» **Questions to answer**:
• A. Answer these from the life expectancy notes:
(i) What is the average life expectancy in ZIP code 46218?
(ii) Which years of records does the life expectancy average draw on?
(iii) What was Global Moran's I for life expectancy at birth?
• B. Please reproduce part of the life expectancy notes word for word. Begin at the words "It should be" and stop after "records from 2013-2018.".

It should be noted that, when examining life expectancy for age 75, we are looking only at a subset of the population that has survived to age 75. It is likely that this population differs from the overall population. In a ZIP code like 46218, where the average life expectancy is 68 years old, fewer individuals survive to age 75 than in other ZIP codes. These residents may differ substantially from the overall population in terms of health conditions and behaviors.

Method notes

Life expectancy represents the average based on records from 2013-2018.

To identify if life expectancy tended as either clustered, random, or dispersed, we used a spatial statistic called Global Moran’s I. This measures a phenomenon known as autocorrelation, when neighboring areas tend to be statistically similar or dissimilar. The statistic ranges from -1.0 (perfectly dispersed, meaning no neighbors are similar) to 0.0 (perfectly random), to 1.0 (perfectly clustered, meaning all neighbors are similar). Global Moran’s I was 0.34 for life expectancy at birth (10.1 z-score), 0.27 at age 45 (8.2 z-score), and 0.05 at age 75 (1.9 z-score). Therefore, we can be statistically confident that the spatial patterns of life expectancy are not random at any age, but the clustering patterns are stronger earlier in life and weaker later life.

» **Provided material**:
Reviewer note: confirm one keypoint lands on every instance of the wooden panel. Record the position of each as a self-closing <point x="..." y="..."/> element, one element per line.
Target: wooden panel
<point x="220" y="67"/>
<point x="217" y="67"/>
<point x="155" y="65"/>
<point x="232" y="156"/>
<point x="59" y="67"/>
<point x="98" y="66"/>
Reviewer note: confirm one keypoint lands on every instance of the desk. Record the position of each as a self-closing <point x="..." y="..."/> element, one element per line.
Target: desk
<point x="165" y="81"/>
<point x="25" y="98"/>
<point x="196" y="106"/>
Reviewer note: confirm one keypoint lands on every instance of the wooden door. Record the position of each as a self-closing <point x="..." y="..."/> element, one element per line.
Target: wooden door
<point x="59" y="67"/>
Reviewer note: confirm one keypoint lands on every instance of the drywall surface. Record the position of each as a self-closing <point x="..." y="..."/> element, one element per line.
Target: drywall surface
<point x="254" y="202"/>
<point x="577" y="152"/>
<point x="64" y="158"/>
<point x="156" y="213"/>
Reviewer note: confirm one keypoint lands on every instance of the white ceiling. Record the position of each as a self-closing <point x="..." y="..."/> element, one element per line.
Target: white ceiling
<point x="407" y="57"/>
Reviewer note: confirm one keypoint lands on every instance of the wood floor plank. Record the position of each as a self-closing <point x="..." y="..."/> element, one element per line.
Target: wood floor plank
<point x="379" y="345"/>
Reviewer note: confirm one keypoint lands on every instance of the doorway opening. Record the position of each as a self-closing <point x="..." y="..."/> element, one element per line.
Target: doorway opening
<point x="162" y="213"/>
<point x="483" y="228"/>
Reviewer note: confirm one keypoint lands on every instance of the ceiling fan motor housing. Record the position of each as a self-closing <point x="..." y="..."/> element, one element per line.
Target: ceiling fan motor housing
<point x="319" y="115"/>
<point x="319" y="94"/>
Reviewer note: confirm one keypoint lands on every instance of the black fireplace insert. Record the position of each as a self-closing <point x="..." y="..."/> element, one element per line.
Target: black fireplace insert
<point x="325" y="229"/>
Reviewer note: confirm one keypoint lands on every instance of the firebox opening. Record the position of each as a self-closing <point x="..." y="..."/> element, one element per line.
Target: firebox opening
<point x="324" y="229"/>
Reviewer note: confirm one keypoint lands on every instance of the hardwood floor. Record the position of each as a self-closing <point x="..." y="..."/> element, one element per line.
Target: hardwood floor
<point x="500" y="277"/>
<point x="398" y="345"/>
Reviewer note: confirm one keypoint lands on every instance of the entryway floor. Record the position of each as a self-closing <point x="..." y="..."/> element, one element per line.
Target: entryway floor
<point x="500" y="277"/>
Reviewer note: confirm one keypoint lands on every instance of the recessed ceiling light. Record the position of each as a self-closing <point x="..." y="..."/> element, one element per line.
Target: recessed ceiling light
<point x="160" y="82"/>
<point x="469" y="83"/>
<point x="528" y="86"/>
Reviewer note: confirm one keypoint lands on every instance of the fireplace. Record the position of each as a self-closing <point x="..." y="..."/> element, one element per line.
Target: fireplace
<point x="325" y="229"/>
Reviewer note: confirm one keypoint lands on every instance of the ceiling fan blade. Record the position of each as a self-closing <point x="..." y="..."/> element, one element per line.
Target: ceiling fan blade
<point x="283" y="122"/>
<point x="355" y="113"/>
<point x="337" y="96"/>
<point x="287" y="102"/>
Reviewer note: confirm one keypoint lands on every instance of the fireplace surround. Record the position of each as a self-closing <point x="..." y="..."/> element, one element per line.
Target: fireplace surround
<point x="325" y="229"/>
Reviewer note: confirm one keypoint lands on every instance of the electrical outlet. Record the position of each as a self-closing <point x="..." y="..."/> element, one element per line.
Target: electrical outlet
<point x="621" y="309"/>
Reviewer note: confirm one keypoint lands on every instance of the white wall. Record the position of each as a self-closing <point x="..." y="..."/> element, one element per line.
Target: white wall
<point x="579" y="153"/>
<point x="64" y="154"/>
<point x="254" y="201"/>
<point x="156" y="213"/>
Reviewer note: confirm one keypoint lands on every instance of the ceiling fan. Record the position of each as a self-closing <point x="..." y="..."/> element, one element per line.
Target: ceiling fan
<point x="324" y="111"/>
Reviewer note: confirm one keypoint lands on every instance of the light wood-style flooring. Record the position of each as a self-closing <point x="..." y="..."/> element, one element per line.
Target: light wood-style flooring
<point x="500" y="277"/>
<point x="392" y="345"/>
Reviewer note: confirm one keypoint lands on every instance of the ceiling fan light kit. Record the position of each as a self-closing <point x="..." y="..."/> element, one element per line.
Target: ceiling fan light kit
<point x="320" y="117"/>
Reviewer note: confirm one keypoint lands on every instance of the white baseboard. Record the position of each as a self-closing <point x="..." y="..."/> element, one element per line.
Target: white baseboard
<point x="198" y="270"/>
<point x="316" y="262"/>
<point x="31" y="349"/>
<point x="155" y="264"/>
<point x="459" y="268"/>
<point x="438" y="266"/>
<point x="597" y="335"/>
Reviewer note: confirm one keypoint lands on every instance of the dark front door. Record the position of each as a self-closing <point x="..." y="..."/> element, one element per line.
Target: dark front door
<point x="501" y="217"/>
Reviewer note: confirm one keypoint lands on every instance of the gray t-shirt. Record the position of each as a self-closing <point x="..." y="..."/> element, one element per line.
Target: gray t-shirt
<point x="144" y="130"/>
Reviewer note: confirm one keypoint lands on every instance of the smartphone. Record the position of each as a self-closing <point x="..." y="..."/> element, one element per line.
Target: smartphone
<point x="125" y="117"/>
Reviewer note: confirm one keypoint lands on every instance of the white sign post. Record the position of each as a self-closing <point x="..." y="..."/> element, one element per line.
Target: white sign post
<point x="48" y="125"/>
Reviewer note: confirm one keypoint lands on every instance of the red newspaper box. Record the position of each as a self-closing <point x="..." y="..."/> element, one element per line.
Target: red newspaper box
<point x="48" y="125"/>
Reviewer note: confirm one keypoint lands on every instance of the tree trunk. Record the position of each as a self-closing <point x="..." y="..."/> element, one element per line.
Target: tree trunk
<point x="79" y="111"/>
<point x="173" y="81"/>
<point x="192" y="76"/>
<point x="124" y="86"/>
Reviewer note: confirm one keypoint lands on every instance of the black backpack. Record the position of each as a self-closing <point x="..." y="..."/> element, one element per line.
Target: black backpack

» **Completed exercise**:
• A.
(i) 68 years
(ii) 2013-2018
(iii) 0.34

• B.
It should be noted that, when examining life expectancy for age 75, we are looking only at a subset of the population that has survived to age 75. It is likely that this population differs from the overall population. In a ZIP code like 46218, where the average life expectancy is 68 years old, fewer individuals survive to age 75 than in other ZIP codes. These residents may differ substantially from the overall population in terms of health conditions and behaviors.

Method notes

Life expectancy represents the average based on records from 2013-2018.